• GIVEN DATA
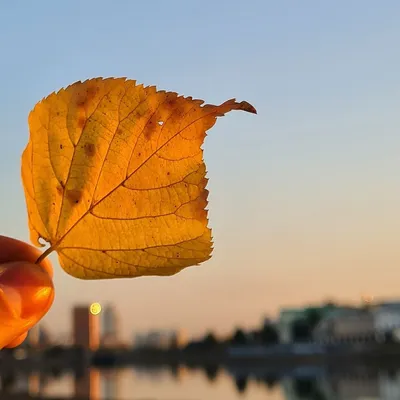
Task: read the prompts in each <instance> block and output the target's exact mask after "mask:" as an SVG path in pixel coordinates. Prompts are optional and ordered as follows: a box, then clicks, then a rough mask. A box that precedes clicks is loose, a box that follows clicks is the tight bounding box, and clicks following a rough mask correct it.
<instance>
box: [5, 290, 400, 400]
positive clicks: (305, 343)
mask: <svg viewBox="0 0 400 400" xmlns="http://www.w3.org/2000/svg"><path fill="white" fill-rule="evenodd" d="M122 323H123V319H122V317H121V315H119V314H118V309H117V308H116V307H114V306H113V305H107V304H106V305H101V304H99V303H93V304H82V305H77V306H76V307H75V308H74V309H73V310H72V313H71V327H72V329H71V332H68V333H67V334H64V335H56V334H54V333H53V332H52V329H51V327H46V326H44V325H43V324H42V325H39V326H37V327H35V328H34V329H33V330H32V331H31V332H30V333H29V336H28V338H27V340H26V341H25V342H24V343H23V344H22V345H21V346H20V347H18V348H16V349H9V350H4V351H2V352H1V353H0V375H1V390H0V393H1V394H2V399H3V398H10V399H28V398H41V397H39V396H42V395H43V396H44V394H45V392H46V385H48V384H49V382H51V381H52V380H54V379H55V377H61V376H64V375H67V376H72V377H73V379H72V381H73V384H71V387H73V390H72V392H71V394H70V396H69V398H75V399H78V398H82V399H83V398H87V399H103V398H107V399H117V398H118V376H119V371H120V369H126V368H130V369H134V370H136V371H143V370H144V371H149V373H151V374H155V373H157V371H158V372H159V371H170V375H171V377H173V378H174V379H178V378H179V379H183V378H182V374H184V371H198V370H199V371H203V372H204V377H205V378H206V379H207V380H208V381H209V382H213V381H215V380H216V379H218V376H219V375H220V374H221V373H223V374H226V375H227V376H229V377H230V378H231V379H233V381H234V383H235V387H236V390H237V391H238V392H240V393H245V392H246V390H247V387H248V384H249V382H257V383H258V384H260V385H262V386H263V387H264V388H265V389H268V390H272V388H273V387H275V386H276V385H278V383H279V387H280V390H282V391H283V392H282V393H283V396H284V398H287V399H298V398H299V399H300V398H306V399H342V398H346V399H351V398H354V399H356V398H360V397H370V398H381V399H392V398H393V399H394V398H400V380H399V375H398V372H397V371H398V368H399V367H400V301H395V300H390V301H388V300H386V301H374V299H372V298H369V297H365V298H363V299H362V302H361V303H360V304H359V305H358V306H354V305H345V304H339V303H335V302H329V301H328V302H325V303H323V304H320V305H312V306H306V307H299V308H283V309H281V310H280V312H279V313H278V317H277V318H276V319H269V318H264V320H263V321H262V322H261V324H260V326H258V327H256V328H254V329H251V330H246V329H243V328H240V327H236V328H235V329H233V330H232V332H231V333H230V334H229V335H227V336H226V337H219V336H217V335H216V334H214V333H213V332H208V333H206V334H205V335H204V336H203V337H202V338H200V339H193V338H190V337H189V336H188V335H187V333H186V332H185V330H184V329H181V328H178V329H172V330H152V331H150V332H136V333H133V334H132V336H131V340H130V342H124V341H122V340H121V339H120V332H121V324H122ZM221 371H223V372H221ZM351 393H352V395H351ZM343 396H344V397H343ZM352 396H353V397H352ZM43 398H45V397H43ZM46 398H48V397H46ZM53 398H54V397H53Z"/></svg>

...

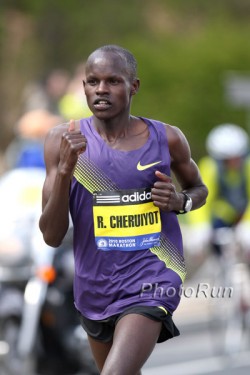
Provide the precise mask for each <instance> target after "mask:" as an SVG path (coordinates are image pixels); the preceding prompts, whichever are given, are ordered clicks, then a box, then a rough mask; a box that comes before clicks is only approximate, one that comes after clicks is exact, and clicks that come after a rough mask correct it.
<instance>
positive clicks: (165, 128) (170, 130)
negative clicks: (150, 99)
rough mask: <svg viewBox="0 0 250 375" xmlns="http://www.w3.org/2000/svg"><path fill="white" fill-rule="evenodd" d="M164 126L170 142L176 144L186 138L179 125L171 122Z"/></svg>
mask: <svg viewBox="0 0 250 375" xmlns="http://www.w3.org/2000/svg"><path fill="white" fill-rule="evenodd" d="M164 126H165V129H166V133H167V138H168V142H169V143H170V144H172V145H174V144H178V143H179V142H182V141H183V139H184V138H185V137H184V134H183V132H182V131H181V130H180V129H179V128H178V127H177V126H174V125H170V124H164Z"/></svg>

--

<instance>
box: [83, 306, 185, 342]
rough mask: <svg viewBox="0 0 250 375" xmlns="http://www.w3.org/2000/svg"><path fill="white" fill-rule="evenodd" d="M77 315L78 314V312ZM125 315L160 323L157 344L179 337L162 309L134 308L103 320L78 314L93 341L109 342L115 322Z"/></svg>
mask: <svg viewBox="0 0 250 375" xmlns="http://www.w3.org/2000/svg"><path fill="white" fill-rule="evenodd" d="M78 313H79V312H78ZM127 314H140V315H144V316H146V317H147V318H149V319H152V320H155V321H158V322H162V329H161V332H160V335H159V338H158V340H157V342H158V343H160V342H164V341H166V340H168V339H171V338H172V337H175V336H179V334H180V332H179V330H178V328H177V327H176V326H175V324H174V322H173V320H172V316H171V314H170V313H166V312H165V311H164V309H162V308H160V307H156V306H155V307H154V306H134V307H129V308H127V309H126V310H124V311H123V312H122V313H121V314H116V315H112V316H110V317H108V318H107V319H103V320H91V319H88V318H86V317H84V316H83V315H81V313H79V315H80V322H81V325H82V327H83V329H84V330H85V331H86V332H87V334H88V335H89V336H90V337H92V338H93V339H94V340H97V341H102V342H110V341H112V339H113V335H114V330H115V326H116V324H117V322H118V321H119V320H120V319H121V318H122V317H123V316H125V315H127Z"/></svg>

• PROBLEM TO WORK ON
For each line above that includes "target", copy the line.

• RESPONSE
Task: read the prompts in each <instance> block and output the target's exact mask after "mask:" as an SVG path in pixel coordinates. Prompts are optional and ordered as follows: a box, then clicks, then a rough mask. A box that precedes clicks is loose, a box that follows clicks is the tight bounding box, and clicks following a rough mask correct it.
Provide the precise mask for each <instance> target after "mask:" as an SVG path (coordinates are image pixels); the preceding prompts, whichever are given, are ordered clicks, then a box, then a rough mask; a box that comes before clicks is only approximate, one that comes after clicks is exact, and clicks that come after a rough mask correct it.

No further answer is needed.